-- BEGIN Source document --

Honorable Mentions: Guardians Of The Galaxy Vol. 2, Thor: Ragnarok, Raw, Gerald's Game, That Harley Quinn Movie Where She Farts In The Batmobile, The Autopsy Of Jane Doe
If Blade Runner reminded us what a sci-fi movie was capable of, then The Last Jedi is a reminder of what pop culture itself is capable of when everything goes just right and everyone is bringing their absolute A-game. The decision to deconstruct (take a drink) and rebuild the character of Luke Skywalker and the mythology around him is going to go down in history as one of the biggest no-brainers in any film series, a necessary move to prevent things from either becoming too much of a nostalgic retread or venturing off into bizarre territory like the prequels, but I hope its never forgotten just how massive a risk this was. This movie is masterfully made and is still the subject of a near civil war in our popular discourse, if Rian Johnson had done all this and bungled it, he would have derailed every ounce of good will from The Force Awakens, soured another generation of fans against the series, and dealt a massive blow against any future filmmaker who wanted to take a serious chance with beloved characters. If pulling that off were this film's only strength, it would still have gone down as the greatest magic trick of 2017, but beyond the controversy The Last Jedi is also a heartfelt, fist-pumping crowd-pleaser, a landmark in the battle for diversity in media, a lesson plan for dealing with rage and disappointment in a post-Trump world, and a great exploration of one of the most compelling universes in fiction.
- IT
For better or worse, nostalgia has become the driving force in modern pop storytelling. Where this gets really interesting, though, is when nostalgia is used not to repackage something we once enjoyed, but to recover something that may not have been there in the first place. This trend of "corrective nostalgia" has given us cult favorites like Turbo Kid and Hobo With A Shotgun, VHS throwbacks far more polished and imaginative than any authentic video nasty, and new cultural touchstones like Stranger Things, a love letter to an 80's that exists only in the imagination. In this new sub-genre of revisionist history is Andrés Muschietti's IT, a movie that aimed to be the epic ensemble odyssey you thought the baffling mini-series was when you were eleven, and succeeded far beyond what any of us thought possible. IT treated its story like The Lord Of The Rings, its characters like comic book superheroes, and its scares like a J-Horror inexplicably given all the money in the world. Bill Skarsgård's Pennywise gave us a genuine movie monster to haunt our dreams for the first time in a generation, with a brilliantly spare, leave-em-wanting-more performance that was always always always doing something interesting. A luxury mostly afforded to Marvel characters these days, The Losers Club have had their place in our continuing mythology secured. For the next twenty-seven years, anyway.

-- END Source document --
-- BEGIN Data lines --

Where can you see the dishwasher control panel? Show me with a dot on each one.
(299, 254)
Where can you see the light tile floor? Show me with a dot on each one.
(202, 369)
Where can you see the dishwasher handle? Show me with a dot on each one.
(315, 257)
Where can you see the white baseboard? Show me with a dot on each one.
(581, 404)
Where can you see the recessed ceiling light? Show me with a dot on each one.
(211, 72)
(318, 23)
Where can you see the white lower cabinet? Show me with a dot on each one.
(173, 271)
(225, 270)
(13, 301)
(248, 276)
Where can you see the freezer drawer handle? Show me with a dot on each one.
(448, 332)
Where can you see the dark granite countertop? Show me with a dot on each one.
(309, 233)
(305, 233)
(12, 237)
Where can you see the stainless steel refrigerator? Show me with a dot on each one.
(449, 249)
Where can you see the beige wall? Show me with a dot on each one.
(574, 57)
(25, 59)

-- END Data lines --
-- BEGIN Data lines --

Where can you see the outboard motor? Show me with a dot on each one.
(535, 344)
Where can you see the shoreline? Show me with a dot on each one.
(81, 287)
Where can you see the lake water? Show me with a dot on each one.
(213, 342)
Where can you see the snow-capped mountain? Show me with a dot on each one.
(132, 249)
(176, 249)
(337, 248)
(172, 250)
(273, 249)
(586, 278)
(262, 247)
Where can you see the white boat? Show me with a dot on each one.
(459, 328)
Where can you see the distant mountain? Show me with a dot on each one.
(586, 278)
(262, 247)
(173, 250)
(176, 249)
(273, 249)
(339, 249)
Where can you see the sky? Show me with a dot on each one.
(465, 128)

-- END Data lines --

■ Instruction:
Continue the article ranking the movies of 2017 above, starting right after its final sentence.

■ Result of this exercise:
- Baby Driver
For my money, Edgar Wright is the only director alive who makes perfect films. Even when things in his films are wrong, when Scott Pilgrim is kind of a creep and the gender politics of Shaun Of The Dead are a bit wonky, you can't really picture them being any different, can you? His films have an almost inhuman precision, with every individual line, shot, and music cue feeling like an inseparable linchpin, without which the entire thing would collapse. Never is this on display more than in Baby Driver, an endlessly-rewatchable testament to what can be done in cinema when every single contributor knows exactly what they're doing, exactly how to do it, and most important of all, how to make it look as fun as possible. A noir written in a comedian's voice, a love story filmed with a movie buff's eye, Baby's quest to pull off One Last Job, rid himself of The Bad Guys, and drive away with The Girl Of His Dreams was like hearing a song you'd heard a thousand times covered by your favorite band, and feeling those notes click for you like they hadn't in ages. Ansel Elgort is a bona-fide star in the making, and if finally playing to this underused actor's strengths wasn't enough to convince you of Wright's skill, his directing even makes the presence of Actual Pedophile Kevin Spacey tolerable.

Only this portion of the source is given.